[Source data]
•••
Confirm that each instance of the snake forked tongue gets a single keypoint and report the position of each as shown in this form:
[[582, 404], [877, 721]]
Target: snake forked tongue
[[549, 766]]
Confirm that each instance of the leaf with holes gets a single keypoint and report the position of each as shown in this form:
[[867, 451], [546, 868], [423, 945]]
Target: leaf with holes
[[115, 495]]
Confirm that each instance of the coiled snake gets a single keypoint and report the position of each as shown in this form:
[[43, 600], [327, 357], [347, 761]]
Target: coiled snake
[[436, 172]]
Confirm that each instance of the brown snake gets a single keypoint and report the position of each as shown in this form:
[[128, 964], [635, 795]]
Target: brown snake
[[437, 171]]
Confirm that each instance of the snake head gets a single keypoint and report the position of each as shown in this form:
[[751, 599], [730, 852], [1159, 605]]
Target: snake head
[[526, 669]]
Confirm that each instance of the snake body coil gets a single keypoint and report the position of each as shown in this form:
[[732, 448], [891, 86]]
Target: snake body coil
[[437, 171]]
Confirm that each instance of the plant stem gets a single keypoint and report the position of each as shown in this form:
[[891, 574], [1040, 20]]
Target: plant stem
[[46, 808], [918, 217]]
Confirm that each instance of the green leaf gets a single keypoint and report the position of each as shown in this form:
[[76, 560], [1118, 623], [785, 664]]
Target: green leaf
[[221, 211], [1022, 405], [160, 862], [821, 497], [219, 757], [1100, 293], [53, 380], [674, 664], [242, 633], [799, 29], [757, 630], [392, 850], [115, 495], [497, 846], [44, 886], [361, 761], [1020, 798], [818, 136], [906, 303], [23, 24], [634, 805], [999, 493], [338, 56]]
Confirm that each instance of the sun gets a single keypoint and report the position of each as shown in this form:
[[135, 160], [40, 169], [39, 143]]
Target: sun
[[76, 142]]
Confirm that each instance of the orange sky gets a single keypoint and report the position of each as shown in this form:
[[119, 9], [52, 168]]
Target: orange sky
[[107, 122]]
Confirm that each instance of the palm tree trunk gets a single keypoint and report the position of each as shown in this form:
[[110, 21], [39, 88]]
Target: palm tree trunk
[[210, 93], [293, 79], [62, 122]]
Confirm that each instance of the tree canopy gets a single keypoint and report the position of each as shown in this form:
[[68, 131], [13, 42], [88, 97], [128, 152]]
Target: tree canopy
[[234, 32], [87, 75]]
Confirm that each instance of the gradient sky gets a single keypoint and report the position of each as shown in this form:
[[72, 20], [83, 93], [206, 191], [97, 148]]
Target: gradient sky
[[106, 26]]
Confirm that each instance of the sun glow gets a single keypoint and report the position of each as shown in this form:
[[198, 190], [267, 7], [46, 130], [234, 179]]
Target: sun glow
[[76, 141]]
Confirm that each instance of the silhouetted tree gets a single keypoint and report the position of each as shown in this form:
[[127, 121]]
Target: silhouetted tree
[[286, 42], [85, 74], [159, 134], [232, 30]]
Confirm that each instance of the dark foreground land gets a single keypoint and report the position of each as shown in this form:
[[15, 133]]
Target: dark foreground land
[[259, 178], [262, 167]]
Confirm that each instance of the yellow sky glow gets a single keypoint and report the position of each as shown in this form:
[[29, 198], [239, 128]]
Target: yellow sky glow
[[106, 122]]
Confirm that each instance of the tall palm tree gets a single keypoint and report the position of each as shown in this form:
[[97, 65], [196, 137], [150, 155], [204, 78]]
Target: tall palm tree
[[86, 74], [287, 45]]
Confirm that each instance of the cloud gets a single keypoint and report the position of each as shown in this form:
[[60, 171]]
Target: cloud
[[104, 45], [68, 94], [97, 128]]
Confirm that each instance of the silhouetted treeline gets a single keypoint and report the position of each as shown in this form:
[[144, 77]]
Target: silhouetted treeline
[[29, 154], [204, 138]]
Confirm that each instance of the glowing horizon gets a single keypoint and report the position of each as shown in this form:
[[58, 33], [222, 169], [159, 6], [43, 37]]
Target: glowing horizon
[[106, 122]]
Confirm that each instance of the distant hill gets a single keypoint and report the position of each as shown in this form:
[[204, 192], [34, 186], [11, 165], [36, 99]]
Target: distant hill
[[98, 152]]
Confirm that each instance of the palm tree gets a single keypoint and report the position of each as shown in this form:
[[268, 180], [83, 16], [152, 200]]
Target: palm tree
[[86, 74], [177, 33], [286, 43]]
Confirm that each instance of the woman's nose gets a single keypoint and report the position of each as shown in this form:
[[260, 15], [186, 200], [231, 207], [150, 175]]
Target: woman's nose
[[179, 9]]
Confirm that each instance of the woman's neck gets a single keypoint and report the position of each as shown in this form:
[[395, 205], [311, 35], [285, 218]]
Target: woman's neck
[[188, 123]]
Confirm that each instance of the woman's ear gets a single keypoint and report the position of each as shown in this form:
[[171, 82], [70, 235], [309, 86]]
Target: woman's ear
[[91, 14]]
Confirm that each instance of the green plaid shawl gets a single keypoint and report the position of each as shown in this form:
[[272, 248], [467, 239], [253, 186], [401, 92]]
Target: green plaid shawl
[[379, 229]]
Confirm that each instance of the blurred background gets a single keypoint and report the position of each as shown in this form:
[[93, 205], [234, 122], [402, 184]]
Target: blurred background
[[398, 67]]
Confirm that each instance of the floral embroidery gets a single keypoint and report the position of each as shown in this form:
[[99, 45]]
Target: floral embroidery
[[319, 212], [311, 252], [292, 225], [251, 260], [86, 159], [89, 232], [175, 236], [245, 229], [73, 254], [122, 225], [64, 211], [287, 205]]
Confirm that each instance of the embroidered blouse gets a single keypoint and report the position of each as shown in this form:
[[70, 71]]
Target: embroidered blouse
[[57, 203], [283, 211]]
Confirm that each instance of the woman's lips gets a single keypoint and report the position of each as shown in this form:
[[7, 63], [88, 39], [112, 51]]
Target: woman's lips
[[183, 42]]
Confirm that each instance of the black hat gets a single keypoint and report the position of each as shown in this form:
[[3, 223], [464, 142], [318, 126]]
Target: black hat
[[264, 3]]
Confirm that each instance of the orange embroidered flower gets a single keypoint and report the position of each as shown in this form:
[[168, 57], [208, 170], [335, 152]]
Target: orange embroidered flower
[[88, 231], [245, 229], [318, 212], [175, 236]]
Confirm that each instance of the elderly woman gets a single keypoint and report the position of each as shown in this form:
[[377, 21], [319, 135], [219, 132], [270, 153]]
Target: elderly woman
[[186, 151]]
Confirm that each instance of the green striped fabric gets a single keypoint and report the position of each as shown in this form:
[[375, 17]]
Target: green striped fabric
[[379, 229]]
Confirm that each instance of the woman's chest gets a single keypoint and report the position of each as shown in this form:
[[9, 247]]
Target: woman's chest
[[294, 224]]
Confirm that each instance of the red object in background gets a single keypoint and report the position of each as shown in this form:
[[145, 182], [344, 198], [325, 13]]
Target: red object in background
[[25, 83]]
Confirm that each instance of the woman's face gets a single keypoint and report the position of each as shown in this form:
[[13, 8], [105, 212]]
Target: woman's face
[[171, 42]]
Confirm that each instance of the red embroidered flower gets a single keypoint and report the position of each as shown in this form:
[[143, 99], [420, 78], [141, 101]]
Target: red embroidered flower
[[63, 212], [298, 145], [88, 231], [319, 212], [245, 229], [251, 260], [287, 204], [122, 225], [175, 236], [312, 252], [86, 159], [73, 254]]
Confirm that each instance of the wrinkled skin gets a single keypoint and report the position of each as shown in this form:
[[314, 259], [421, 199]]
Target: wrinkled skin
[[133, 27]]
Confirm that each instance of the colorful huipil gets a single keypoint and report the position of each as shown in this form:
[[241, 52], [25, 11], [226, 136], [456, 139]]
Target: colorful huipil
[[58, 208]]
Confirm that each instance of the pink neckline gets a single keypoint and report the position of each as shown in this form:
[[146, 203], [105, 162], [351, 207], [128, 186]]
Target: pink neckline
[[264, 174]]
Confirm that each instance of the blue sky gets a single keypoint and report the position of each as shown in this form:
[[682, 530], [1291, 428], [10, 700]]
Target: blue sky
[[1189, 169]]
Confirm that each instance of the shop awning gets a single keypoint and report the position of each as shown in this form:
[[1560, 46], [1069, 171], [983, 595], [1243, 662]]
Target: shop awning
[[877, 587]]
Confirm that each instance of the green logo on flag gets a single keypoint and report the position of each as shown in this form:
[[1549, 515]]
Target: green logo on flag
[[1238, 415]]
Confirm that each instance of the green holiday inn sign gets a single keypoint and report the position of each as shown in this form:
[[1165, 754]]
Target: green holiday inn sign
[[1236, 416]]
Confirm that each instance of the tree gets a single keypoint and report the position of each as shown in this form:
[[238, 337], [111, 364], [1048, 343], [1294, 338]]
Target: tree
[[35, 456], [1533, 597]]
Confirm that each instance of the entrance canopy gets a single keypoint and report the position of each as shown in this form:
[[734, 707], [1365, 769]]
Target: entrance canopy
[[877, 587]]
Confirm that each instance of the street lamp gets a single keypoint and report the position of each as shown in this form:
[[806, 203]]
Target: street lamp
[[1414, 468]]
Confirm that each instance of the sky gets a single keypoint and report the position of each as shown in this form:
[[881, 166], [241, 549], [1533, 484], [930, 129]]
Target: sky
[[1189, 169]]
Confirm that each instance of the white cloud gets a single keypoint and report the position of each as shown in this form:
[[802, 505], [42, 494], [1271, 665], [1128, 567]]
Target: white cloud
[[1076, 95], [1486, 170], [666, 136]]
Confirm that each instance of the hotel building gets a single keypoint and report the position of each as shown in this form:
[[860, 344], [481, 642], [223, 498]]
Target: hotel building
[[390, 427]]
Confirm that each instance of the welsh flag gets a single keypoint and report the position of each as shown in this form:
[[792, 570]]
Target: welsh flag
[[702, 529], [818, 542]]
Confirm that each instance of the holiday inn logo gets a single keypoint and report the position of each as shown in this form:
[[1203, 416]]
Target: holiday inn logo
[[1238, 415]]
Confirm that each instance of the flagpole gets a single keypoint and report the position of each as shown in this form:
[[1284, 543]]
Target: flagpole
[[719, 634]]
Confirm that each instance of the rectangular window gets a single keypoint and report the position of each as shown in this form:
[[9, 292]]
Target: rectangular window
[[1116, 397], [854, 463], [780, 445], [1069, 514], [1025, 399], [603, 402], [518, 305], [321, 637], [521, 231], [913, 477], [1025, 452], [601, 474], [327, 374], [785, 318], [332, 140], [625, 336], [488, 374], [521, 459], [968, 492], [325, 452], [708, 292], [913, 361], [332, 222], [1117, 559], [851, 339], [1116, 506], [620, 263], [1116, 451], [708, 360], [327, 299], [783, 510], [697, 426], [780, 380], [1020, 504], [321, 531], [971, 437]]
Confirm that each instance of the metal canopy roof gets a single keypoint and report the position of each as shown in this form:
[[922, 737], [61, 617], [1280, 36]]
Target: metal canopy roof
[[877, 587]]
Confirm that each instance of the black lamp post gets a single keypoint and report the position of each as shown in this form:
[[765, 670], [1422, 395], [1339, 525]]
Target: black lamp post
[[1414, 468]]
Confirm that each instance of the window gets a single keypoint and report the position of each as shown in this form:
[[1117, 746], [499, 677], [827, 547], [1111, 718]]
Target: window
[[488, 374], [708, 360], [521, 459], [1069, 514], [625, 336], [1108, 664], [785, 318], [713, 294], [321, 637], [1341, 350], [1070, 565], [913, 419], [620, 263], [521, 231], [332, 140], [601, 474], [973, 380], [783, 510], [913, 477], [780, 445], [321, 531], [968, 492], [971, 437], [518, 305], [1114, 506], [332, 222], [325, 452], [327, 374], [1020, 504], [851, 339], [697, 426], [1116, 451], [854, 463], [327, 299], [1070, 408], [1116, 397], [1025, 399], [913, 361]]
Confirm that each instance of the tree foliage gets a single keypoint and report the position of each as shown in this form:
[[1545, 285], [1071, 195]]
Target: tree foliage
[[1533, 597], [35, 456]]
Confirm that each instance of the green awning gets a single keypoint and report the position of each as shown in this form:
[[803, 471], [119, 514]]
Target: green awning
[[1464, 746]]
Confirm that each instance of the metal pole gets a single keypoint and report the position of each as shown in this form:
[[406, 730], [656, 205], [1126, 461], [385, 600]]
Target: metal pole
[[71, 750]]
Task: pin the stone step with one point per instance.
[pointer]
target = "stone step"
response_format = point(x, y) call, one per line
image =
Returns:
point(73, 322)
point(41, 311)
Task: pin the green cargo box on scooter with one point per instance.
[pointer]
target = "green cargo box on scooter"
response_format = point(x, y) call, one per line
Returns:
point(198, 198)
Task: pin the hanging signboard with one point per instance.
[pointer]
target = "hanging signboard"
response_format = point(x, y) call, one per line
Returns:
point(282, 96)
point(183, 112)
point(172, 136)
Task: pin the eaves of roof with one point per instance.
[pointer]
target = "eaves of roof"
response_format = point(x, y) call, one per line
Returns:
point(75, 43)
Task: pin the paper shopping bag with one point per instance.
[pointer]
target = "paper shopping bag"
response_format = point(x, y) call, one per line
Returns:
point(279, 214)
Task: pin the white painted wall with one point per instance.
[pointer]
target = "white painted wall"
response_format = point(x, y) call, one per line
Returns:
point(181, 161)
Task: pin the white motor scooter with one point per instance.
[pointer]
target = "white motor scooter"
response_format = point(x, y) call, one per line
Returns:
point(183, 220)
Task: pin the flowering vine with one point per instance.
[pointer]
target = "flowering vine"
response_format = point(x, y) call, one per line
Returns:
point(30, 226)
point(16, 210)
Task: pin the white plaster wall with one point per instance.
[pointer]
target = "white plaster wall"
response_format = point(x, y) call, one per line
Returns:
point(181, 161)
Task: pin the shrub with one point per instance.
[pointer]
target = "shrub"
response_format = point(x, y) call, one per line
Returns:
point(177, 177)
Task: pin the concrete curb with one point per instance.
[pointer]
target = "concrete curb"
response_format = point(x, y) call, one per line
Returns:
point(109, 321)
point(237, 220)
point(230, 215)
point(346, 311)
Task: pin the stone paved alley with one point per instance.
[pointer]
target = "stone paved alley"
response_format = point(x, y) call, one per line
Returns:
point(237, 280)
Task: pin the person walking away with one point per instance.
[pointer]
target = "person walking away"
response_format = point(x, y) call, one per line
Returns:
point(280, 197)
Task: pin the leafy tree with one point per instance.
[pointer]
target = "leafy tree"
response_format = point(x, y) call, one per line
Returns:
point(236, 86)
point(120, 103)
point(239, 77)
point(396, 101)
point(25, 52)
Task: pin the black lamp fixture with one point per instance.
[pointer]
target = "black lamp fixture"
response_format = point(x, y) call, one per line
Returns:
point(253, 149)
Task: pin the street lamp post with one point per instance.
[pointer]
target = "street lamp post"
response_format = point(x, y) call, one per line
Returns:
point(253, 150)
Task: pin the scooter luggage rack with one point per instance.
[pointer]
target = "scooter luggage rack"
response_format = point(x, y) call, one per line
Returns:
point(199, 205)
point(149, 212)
•••
WHAT THE TASK REQUIRES ▸
Go to the line with "Confirm that each instance of the metal pole" in the entries above and repeat every line from there through the line with "Task: pin the hanging", exactly and with no other text.

RESULT ▸
Confirm that each instance of the metal pole gets a single keypoint and report the position of each as shown in this form:
[[406, 730], [656, 205], [1126, 461], [385, 600]]
Target: metal pole
[[71, 750]]
Task: pin the stone step with one point per instance.
[pointer]
target = "stone step"
response_format = point(x, y) call, one per line
image =
Returns:
point(73, 322)
point(41, 311)
Task: pin the green cargo box on scooter with one point per instance.
[pointer]
target = "green cargo box on scooter"
response_format = point(x, y) call, one per line
Returns:
point(198, 198)
Task: pin the hanging signboard with one point per instance.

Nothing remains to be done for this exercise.